# Records:

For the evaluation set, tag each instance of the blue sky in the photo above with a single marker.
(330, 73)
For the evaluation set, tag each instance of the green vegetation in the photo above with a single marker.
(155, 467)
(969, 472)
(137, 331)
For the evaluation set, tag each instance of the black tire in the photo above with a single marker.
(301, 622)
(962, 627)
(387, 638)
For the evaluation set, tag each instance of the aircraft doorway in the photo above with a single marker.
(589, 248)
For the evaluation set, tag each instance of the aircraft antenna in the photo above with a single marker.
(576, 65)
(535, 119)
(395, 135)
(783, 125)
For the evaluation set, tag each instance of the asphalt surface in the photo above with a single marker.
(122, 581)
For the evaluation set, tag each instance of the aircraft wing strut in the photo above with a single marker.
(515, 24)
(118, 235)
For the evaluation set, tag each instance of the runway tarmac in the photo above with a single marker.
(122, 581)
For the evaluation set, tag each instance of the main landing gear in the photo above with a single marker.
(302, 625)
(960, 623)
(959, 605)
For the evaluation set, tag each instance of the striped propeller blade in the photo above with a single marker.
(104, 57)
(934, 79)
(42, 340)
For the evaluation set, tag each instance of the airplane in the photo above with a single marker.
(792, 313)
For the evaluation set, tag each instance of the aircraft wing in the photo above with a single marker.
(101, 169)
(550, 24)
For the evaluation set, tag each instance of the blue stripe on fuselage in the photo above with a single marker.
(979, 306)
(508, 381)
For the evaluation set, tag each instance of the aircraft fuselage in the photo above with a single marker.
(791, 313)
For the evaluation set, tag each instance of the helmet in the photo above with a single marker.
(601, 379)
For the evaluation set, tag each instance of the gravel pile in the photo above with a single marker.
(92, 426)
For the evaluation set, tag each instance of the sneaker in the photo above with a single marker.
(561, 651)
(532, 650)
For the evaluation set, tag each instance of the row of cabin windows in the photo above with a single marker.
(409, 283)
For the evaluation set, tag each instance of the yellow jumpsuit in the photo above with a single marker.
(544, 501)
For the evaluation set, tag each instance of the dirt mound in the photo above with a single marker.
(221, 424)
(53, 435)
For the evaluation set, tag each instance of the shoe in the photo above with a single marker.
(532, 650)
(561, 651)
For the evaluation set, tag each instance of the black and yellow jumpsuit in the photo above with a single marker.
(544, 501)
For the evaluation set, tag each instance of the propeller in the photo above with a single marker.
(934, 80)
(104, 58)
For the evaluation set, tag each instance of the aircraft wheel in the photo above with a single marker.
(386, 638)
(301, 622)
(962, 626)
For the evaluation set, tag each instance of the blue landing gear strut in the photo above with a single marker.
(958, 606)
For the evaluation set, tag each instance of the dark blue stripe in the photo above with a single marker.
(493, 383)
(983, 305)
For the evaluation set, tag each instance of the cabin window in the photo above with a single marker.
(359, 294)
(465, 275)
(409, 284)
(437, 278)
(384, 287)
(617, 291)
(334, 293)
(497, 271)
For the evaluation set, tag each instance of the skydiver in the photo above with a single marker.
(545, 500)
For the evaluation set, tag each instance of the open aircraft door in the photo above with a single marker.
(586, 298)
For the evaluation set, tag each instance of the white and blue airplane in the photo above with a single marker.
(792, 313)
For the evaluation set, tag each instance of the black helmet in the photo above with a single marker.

# Requirements:
Repeat the line containing "For the evaluation set, tag each instance of the aircraft wheel" and all subsequent lines through the final line of the data, exactly and with no others.

# Solution to this task:
For the evaluation set, tag each instance of the aircraft wheel in the photo above with a single marker.
(386, 638)
(301, 622)
(962, 626)
For the evaluation set, tag each instance of the blue landing gear strut in the photo above with a single marker.
(958, 606)
For the evaluation set, tag each instance of the dark blue stripe in the photo above with a single marker.
(493, 383)
(983, 305)
For the evaluation set, tag each instance of the cabin window in the photo above with a single marker.
(359, 294)
(465, 275)
(409, 284)
(437, 278)
(384, 287)
(617, 291)
(334, 293)
(497, 271)
For the evaluation set, tag each instance of the skydiver in the photo above with a single marker.
(545, 500)
For the evaluation set, tag each instance of the open aircraft door in the photo above with a single marker.
(586, 298)
For the evaluation set, tag each instance of the white and blue airplane in the photo above with a single marker.
(792, 313)
For the evaluation set, tag each instance of the black helmet in the photo above with a single marker.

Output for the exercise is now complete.